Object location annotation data

**********

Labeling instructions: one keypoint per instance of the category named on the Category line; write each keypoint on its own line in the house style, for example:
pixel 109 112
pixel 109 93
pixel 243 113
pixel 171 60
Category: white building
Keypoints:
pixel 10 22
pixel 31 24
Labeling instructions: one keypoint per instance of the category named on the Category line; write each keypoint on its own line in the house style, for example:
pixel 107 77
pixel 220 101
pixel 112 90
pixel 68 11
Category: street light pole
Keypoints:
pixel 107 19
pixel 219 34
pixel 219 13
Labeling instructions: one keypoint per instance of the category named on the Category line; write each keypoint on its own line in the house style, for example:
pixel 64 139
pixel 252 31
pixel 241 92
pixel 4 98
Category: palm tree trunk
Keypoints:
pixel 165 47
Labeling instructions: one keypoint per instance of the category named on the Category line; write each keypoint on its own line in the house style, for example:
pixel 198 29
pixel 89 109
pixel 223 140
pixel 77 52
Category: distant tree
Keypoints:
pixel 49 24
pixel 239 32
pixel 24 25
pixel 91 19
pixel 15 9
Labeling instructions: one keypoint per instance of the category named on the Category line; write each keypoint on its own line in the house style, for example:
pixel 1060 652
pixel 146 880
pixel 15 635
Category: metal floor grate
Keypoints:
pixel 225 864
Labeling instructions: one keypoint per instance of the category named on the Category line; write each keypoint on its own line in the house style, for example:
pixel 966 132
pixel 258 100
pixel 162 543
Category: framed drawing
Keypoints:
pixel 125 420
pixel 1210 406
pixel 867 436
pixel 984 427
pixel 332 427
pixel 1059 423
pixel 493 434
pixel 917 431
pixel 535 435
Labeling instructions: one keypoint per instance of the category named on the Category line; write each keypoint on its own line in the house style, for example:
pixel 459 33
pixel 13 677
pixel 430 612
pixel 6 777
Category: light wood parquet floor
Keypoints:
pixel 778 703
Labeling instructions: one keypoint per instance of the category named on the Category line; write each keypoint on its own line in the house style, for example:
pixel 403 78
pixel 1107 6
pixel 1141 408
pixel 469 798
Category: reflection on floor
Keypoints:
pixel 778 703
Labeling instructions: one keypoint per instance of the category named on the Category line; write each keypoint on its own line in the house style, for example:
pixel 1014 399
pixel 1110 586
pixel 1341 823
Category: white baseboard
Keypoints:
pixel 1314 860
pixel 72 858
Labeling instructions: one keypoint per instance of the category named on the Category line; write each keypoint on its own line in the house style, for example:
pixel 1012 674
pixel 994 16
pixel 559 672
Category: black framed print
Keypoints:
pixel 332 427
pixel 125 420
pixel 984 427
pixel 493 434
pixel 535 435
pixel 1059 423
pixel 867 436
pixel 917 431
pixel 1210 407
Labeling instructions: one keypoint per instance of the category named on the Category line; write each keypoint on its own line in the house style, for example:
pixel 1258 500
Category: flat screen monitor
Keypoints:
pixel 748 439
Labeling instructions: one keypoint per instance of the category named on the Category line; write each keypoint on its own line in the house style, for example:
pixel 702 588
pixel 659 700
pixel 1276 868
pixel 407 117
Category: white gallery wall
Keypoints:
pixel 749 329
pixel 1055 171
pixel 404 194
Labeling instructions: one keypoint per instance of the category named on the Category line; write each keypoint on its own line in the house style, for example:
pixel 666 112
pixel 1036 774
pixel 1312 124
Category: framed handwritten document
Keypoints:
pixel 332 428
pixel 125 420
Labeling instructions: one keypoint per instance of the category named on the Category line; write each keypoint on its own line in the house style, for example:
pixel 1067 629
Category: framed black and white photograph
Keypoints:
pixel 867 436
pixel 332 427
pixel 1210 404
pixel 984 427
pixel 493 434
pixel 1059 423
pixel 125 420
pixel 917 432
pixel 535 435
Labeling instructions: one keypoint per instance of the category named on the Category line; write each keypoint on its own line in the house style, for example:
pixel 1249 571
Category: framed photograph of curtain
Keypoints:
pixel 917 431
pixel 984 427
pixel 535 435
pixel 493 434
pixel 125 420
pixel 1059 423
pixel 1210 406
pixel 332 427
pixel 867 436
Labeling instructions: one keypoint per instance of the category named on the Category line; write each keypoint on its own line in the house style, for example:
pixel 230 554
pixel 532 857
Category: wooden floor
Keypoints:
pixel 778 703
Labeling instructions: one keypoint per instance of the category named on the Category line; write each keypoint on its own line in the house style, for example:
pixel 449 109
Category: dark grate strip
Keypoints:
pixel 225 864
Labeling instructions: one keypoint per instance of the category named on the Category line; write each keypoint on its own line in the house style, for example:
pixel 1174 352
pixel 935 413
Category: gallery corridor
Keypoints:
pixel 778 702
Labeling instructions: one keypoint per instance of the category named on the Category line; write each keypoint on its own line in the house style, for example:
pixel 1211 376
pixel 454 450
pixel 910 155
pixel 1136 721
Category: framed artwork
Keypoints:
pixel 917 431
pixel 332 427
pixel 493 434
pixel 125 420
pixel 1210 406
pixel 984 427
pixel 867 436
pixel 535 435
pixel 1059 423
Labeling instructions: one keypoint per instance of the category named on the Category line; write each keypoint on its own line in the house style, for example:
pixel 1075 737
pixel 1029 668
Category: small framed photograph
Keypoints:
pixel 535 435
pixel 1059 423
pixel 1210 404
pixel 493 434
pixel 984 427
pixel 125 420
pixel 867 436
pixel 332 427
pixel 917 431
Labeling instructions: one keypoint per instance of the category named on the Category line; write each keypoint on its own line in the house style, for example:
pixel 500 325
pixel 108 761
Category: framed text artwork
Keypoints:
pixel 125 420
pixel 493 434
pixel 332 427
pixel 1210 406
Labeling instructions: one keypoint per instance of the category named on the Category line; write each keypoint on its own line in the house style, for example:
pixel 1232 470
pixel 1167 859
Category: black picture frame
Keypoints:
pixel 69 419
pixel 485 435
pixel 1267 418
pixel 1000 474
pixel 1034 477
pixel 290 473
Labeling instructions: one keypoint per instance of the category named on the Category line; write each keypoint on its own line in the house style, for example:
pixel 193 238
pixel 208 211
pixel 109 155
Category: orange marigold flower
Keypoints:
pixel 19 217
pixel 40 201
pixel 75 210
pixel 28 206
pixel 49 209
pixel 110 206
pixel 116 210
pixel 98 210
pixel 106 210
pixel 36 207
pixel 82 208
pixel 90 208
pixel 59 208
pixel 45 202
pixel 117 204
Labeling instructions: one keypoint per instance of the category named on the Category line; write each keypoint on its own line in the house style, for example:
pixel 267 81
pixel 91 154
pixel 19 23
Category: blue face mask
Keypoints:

**********

OBJECTIVE:
Starting at the top of the material and ending with the line that contains "pixel 31 24", write those lines out again, swapping "white building" for "stone building" and leaving everything else unchanged.

EXERCISE SOLUTION:
Labeling instructions: one keypoint per instance of the category named on the Category line; write each keypoint on its own line in the house style, for example:
pixel 109 112
pixel 109 93
pixel 243 113
pixel 171 60
Category: stone building
Keypoints:
pixel 10 22
pixel 31 24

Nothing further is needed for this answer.